- [Extracted text]:
I am trying to create a table in MySQL with two foreign keys, which reference the primary keys in 2 other tables, but I am getting an errno: 150 error and it will not create the table.
Here is the SQL for all 3 tables:
CREATE TABLE role_groups (
`role_group_id` int(11) NOT NULL `AUTO_INCREMENT`,
`name` varchar(20),
`description` varchar(200),
PRIMARY KEY (`role_group_id`)
) ENGINE=InnoDB;
CREATE TABLE IF NOT EXISTS `roles` (
`role_id` int(11) NOT NULL AUTO_INCREMENT,
`name` varchar(50),
`description` varchar(200),
PRIMARY KEY (`role_id`)
) ENGINE=InnoDB;
create table role_map (
`role_map_id` int not null `auto_increment`,
`role_id` int not null,
`role_group_id` int not null,
primary key(`role_map_id`),
foreign key(`role_id`) references roles(`role_id`),
foreign key(`role_group_id`) references role_groups(`role_group_id`)
) engine=InnoDB;
These conditions must be satisfied to not get error 150 re ALTER TABLE ADD FOREIGN KEY:
The Parent table must exist before you define a foreign key to reference it. You must define the tables in the right order: Parent table first, then the Child table. If both tables references each other, you must create one table without FK constraints, then create the second table, then add the FK constraint to the first table with ALTER TABLE.
The two tables must both support foreign key constraints, i.e. ENGINE=InnoDB. Other storage engines silently ignore foreign key definitions, so they return no error or warning, but the FK constraint is not saved.
The referenced columns in the Parent table must be the left-most columns of a key. Best if the key in the Parent is PRIMARY KEY or UNIQUE KEY.
The FK definition must reference the PK column(s) in the same order as the PK definition. For example, if the FK REFERENCES Parent(a,b,c) then the Parent's PK must not be defined on columns in order (a,c,b).
The PK column(s) in the Parent table must be the same data type as the FK column(s) in the Child table. For example, if a PK column in the Parent table is UNSIGNED, be sure to define UNSIGNED for the corresponding column in the Child table field.
Exception: length of strings may be different. For example, VARCHAR(10) can reference VARCHAR(20) or vice versa.
Any string-type FK column(s) must have the same character set and collation as the corresponding PK column(s).

- [Tasks to carry out]:
(A) Name every table that a CREATE TABLE statement in the MySQL foreign key thread defines.
(B) Retype the part of the MySQL foreign key thread that opens with the words containing "The two tables" and closes with "in order (a,c,b).".
Work only from the MySQL foreign key thread.

- [Recorded data]:
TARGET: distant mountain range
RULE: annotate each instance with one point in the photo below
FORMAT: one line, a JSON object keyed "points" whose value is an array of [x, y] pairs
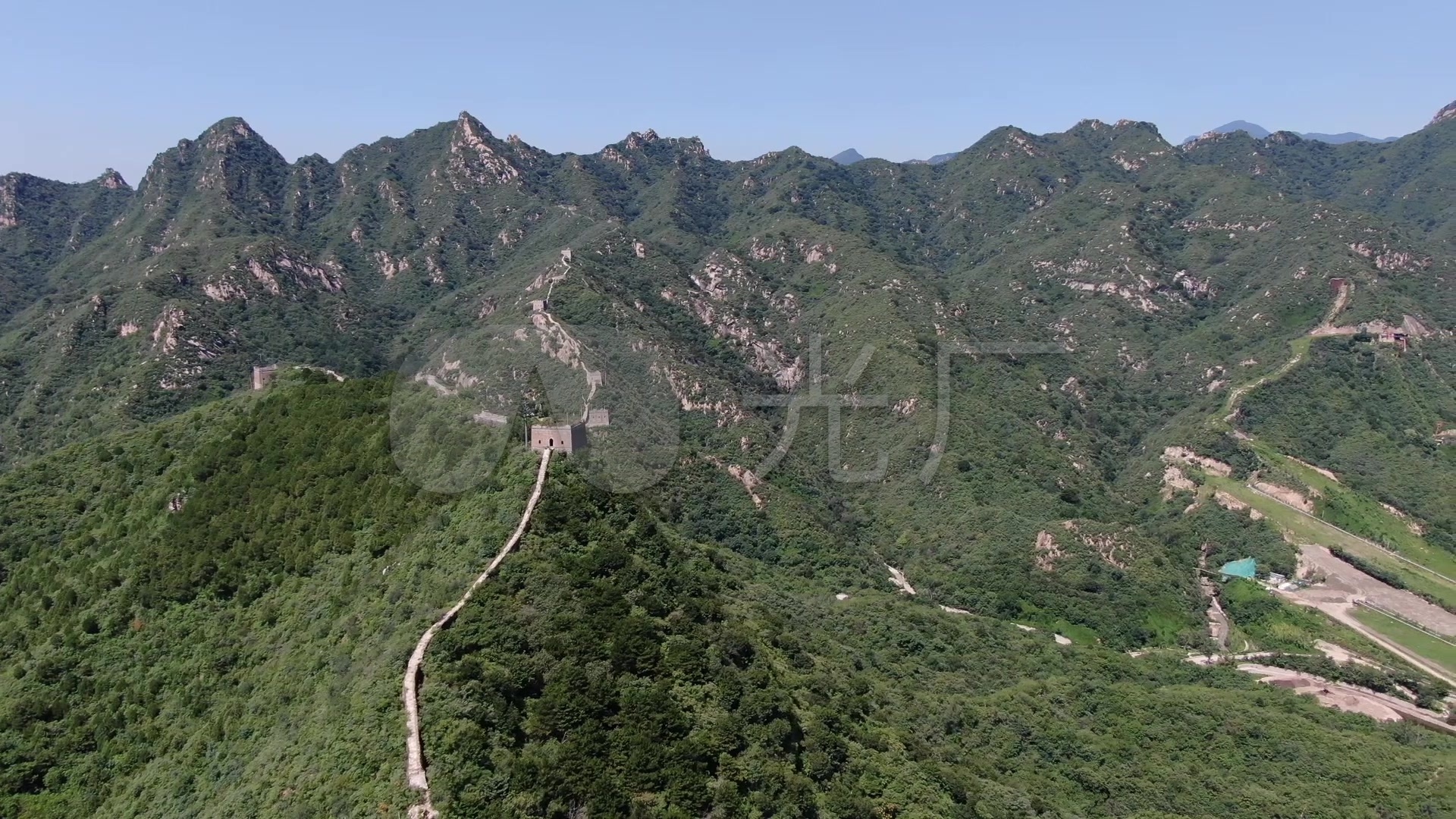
{"points": [[851, 156], [1260, 131]]}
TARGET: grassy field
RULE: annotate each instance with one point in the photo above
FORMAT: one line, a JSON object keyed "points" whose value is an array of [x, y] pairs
{"points": [[1369, 518], [1312, 531], [1413, 639]]}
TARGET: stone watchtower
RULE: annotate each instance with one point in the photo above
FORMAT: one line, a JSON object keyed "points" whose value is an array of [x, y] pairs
{"points": [[563, 438], [264, 375]]}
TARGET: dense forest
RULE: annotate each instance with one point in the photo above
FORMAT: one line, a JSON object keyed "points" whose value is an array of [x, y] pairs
{"points": [[924, 458], [617, 667]]}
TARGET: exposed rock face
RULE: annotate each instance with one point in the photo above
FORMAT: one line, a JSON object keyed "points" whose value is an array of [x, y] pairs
{"points": [[1449, 112], [112, 181], [473, 159], [1047, 551], [1184, 455], [9, 216], [724, 290], [1388, 260]]}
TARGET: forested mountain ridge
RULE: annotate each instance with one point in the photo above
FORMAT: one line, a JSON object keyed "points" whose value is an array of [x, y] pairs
{"points": [[228, 256], [155, 507]]}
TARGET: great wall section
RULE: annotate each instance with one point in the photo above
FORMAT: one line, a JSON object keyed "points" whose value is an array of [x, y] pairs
{"points": [[414, 749]]}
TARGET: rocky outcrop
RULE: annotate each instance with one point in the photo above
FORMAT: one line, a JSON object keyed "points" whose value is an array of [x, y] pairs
{"points": [[1449, 112], [724, 290]]}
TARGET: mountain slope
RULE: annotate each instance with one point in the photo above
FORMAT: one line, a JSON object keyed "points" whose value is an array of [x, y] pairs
{"points": [[981, 373]]}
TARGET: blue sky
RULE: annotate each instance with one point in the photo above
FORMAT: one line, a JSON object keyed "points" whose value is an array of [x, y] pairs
{"points": [[92, 85]]}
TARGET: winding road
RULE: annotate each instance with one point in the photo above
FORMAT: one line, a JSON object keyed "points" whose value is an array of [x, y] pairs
{"points": [[414, 752]]}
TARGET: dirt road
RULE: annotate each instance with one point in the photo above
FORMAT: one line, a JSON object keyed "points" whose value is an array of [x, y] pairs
{"points": [[1346, 583], [414, 752]]}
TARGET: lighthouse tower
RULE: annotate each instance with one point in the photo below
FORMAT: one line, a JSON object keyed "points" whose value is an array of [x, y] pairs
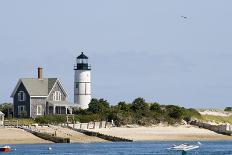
{"points": [[82, 82]]}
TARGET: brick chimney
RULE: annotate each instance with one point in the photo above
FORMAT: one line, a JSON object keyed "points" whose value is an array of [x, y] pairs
{"points": [[40, 73]]}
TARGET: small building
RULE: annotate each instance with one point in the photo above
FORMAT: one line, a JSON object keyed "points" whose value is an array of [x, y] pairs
{"points": [[1, 118], [33, 97]]}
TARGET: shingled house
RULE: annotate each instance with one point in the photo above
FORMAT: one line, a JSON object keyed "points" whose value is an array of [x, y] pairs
{"points": [[34, 97]]}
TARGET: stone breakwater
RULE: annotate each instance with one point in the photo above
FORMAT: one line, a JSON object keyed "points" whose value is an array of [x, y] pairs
{"points": [[47, 136], [100, 135], [225, 129]]}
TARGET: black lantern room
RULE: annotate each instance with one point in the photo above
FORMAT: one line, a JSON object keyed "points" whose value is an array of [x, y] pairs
{"points": [[82, 62]]}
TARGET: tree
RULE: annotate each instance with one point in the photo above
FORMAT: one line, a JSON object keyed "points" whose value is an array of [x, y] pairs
{"points": [[98, 106], [155, 107], [124, 107], [174, 112], [7, 109], [228, 109], [139, 104]]}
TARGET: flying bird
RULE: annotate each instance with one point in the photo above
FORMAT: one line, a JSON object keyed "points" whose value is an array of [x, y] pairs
{"points": [[184, 17]]}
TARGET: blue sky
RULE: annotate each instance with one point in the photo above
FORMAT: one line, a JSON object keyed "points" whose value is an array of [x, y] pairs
{"points": [[136, 48]]}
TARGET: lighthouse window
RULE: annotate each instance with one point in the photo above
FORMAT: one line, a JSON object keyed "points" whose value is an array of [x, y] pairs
{"points": [[57, 96]]}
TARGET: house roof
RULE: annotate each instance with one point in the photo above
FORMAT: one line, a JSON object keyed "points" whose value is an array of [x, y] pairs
{"points": [[62, 103], [82, 56], [37, 87], [1, 113]]}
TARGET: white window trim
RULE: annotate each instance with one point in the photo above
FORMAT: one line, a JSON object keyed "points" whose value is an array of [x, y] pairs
{"points": [[19, 109], [57, 96], [23, 97], [37, 110]]}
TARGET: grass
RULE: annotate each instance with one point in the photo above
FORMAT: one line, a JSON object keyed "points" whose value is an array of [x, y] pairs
{"points": [[21, 121], [217, 119]]}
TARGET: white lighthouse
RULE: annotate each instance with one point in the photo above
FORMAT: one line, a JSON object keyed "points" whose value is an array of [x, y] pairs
{"points": [[82, 82]]}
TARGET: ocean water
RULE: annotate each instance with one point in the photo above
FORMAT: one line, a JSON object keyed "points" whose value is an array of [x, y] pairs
{"points": [[134, 148]]}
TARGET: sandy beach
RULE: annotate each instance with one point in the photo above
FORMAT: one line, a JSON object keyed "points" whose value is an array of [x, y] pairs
{"points": [[18, 136], [160, 133]]}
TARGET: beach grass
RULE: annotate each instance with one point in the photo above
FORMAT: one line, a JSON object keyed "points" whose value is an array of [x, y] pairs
{"points": [[21, 121], [217, 119]]}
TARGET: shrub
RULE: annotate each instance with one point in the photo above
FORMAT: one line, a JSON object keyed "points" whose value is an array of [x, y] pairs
{"points": [[51, 119]]}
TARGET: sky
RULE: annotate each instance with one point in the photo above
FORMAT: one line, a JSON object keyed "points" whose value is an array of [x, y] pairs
{"points": [[137, 48]]}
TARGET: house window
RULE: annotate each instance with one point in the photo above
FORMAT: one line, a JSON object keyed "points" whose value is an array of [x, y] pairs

- [Answers for the tasks]:
(A) role_groups, roles, role_map

(B)
The two tables must both support foreign key constraints, i.e. ENGINE=InnoDB. Other storage engines silently ignore foreign key definitions, so they return no error or warning, but the FK constraint is not saved.
The referenced columns in the Parent table must be the left-most columns of a key. Best if the key in the Parent is PRIMARY KEY or UNIQUE KEY.
The FK definition must reference the PK column(s) in the same order as the PK definition. For example, if the FK REFERENCES Parent(a,b,c) then the Parent's PK must not be defined on columns in order (a,c,b).